## AVAILABLE DATA
++++++++++++++++++++
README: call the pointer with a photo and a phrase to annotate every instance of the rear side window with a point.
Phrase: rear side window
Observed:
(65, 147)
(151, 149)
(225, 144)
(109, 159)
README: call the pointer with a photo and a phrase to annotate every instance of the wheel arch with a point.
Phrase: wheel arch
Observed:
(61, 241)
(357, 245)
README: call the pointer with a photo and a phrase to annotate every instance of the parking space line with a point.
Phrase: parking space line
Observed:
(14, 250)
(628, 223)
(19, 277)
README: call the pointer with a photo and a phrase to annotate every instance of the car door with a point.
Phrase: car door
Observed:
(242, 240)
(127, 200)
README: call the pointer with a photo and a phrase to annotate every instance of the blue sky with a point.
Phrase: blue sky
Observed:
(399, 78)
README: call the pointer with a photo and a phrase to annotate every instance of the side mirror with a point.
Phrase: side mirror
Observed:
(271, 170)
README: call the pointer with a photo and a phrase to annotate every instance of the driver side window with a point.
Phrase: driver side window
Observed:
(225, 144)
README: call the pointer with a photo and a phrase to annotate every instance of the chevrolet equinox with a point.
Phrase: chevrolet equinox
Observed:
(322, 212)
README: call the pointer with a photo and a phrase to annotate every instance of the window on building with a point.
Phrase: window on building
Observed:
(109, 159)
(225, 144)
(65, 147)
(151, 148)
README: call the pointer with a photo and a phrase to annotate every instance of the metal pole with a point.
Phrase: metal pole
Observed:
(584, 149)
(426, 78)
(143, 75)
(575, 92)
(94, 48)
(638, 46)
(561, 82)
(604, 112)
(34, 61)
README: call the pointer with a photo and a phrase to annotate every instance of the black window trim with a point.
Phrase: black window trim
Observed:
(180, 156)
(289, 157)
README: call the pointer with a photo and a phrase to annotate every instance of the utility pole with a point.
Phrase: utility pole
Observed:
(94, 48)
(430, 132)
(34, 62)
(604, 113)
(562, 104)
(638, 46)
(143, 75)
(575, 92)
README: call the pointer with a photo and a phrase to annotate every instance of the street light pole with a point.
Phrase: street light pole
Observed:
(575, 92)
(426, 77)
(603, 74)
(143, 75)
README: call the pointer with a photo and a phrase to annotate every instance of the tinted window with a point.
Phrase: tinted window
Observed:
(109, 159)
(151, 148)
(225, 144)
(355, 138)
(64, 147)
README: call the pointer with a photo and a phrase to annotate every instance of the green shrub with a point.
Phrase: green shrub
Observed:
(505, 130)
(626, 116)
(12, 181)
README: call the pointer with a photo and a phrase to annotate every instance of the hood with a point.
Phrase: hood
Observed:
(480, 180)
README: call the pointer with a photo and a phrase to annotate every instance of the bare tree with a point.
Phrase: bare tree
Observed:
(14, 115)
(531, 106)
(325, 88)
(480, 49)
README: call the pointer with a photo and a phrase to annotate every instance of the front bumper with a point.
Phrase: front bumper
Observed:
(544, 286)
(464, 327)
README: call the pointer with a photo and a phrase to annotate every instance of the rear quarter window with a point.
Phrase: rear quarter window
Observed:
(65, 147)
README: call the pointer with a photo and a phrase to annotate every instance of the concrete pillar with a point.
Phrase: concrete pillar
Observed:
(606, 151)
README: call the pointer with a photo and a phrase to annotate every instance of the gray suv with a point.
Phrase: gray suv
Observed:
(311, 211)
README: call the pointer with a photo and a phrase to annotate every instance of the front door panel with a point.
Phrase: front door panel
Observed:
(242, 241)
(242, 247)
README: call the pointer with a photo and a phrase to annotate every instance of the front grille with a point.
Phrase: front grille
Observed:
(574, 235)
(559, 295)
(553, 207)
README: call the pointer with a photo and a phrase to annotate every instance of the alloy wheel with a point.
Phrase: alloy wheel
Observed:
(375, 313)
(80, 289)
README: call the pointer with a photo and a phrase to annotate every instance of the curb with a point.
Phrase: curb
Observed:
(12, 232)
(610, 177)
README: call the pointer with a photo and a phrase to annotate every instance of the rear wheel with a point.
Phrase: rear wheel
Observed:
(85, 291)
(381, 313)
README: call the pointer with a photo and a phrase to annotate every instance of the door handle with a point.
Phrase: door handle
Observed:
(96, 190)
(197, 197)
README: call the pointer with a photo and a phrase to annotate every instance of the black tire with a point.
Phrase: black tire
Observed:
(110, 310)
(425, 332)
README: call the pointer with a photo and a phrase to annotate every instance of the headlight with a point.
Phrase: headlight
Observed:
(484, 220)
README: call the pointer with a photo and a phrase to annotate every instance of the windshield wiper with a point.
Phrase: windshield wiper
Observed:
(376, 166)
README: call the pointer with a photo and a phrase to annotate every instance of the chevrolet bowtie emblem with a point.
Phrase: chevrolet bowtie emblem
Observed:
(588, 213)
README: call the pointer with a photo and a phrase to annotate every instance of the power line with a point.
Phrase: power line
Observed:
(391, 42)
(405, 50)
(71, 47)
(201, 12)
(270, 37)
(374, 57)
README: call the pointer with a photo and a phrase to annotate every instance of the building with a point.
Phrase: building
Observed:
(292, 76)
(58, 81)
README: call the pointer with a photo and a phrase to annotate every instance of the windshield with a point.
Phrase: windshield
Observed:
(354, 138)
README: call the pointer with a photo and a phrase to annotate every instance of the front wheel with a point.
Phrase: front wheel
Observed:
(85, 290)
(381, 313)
++++++++++++++++++++
## TASK ITEM
When a line in the listing above holds "metal", include it in the tally; report only the tally.

## SOLUTION FOR THIS PROBLEM
2